__PAGE EXCERPT__:
Similar to the lower reinforcement 22, the upper reinforcement 24 also includes a first layer 60 of artificial fibers. This layer 60 itself includes longitudinal fibers 61, oriented along the direction Lo, as well as transverse fibers 62, oriented along the direction Wo. Here again, the fibers 61, 62 can be woven or superimposed, and impregnated with a binder.
For example, the layer 60 is provided to include glass fibers having, for example, a density of 300 g/m²for the longitudinal fibers 61 and a density of 180 g/m²for the transverse fibers 62. A good compromise between weight and mechanical strength is obtained.
Thus, according to the first embodiment of the invention, each reinforcement 22, 24 includes a first layer 40, 41 of natural fibers 42, 43, as well as a first layer 50, 60 of artificial fibers 51, 52, 61, 62. This number of layers is not limiting; other layers can be added.
With equal dimensions, in comparison to the board according to the prior art, the board 1 according to the first embodiment enables a weight reduction on the order of 14%. In other words, the use of a layer 40, 41 of natural fibers within each reinforcement 22, 24, instead of artificial fibers, lightens the board by about 14%.
It is noted, for each of the reinforcements 22, 24, respectively, that the layer 50, 60 of artificial fibers is directly connected to the core 23, whereas the layer 40, 41 of natural fibers is attached to the layer of artificial fibers. In other words, each layer 50, 60 of artificial fibers separates the core 23 from the layer 40, 41 of natural fibers. This construction makes it possible to use the resin pressed by a layer 50, 60 of artificial fibers to affix the layer 40, 41 of natural fibers to the core 23.

__EXERCISE TASKS__:
- a) List every reference numeral that the board reinforcement excerpt assigns to fibers.
- b) From the board reinforcement excerpt, extract word for word the stretch from "It is noted, for" through "the core 23.".

__SOURCE MATERIAL__:
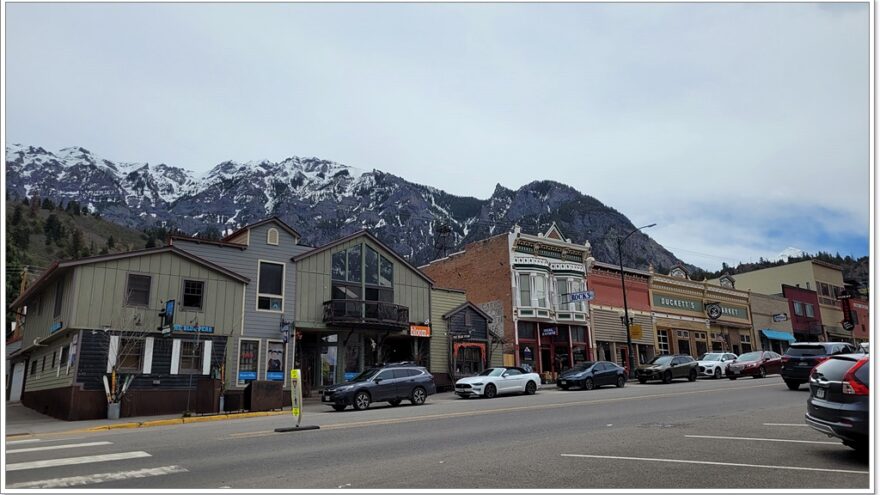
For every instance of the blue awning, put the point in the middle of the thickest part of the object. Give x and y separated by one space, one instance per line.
777 335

__EXPECTED ANSWERS__:
- a) 42, 43, 51, 52, 61, 62

- b)
It is noted, for each of the reinforcements 22, 24, respectively, that the layer 50, 60 of artificial fibers is directly connected to the core 23, whereas the layer 40, 41 of natural fibers is attached to the layer of artificial fibers. In other words, each layer 50, 60 of artificial fibers separates the core 23 from the layer 40, 41 of natural fibers. This construction makes it possible to use the resin pressed by a layer 50, 60 of artificial fibers to affix the layer 40, 41 of natural fibers to the core 23.